* EXTRAIT FOURNI
%%
William a plus de facilité à évoquer sa vie intime que les raisons profondes de sa croyance…
Z. : Il en prend aussi conscience en le disant. Je ne pense pas qu’il ait forcément réfléchi à tout ça quand il était dans le monastère. Ce sont des choses qui reviennent parce qu’il revient au monde. Tout à coup il doit donner des raisons à ça. Quand il donne des raisons à cette femme qu’il rencontre, il commence par des choses assez bateau, puis il exprime ensuite des choses plus profondes. Même si effectivement il a du mal à le dire.
Les premières images du monde que William redécouvre sont des unes de journaux qui évoquent la violence policière, la corruption des politiques…
Z. : Et le retour de Johnny qui, je pense, était une couverture qui devait déjà exister il y a vingt-cinq ans… (sourire)
Mener une vie de reclus, cela a-t-il déjà été pour vous une tentation ?
Z. : Je mène déjà une sorte de vie de reclus puisque je passe ma vie dans mon atelier. C’est une cellule un peu plus luxueuse mais je suis aussi coupé du monde. Je suis dans un mode d’observateur, ce qui est très souvent la posture du dessinateur. Je pense que j’ai choisi ça de manière très inconsciente quand j’étais enfant. Ma vie rêvée était d’être libre dans un atelier. William prend sa vie également comme une forme de liberté, il est libéré d’énormément de contraintes. Il ne s’occupe en fait de pas grand chose.
Un auteur doit cependant puiser son inspiration du monde qui l’entoure alors que William, lui, est complètement coupé du monde extérieur…
Z. : Les Chartreux, outre leur vœu de silence, ne sont pas informés de ce qu’il se passe à l’extérieur. Son premier contact avec le monde est donc effectivement le kiosque à journaux avec les unes. Je ne voulais pas forcément montrer la superficialité de ce monde mais plutôt l’illusion de vitesse dans laquelle on se trouve. L’information va aujourd’hui très vite, pratiquement en temps réel. Même les dessinateurs, notamment ceux qui travaillent pour la presse, doivent réagir très vite à tout ce qui se passe. Maintenant, si on regarde les cinquante dernières années écoulées, l’humanité a certes changé mais dans les mêmes schémas. L’actualité se répète finalement mais elles nous parvient de façon beaucoup plus rapide. William retrouve ses repères très vite, il n’est pas perdu.
%%
* CONSIGNE
Pouvez-vous reprendre mot pour mot le passage de l'entretien qui va de « Z. : Je mène » jusqu'à « pas grand chose. » ?

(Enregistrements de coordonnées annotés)
%%
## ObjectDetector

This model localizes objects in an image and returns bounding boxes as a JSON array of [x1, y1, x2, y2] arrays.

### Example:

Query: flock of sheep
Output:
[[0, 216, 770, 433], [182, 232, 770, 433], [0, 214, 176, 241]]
%%
* RÉPONSE À L'EXERCICE
Z. : Je mène déjà une sorte de vie de reclus puisque je passe ma vie dans mon atelier. C’est une cellule un peu plus luxueuse mais je suis aussi coupé du monde. Je suis dans un mode d’observateur, ce qui est très souvent la posture du dessinateur. Je pense que j’ai choisi ça de manière très inconsciente quand j’étais enfant. Ma vie rêvée était d’être libre dans un atelier. William prend sa vie également comme une forme de liberté, il est libéré d’énormément de contraintes. Il ne s’occupe en fait de pas grand chose.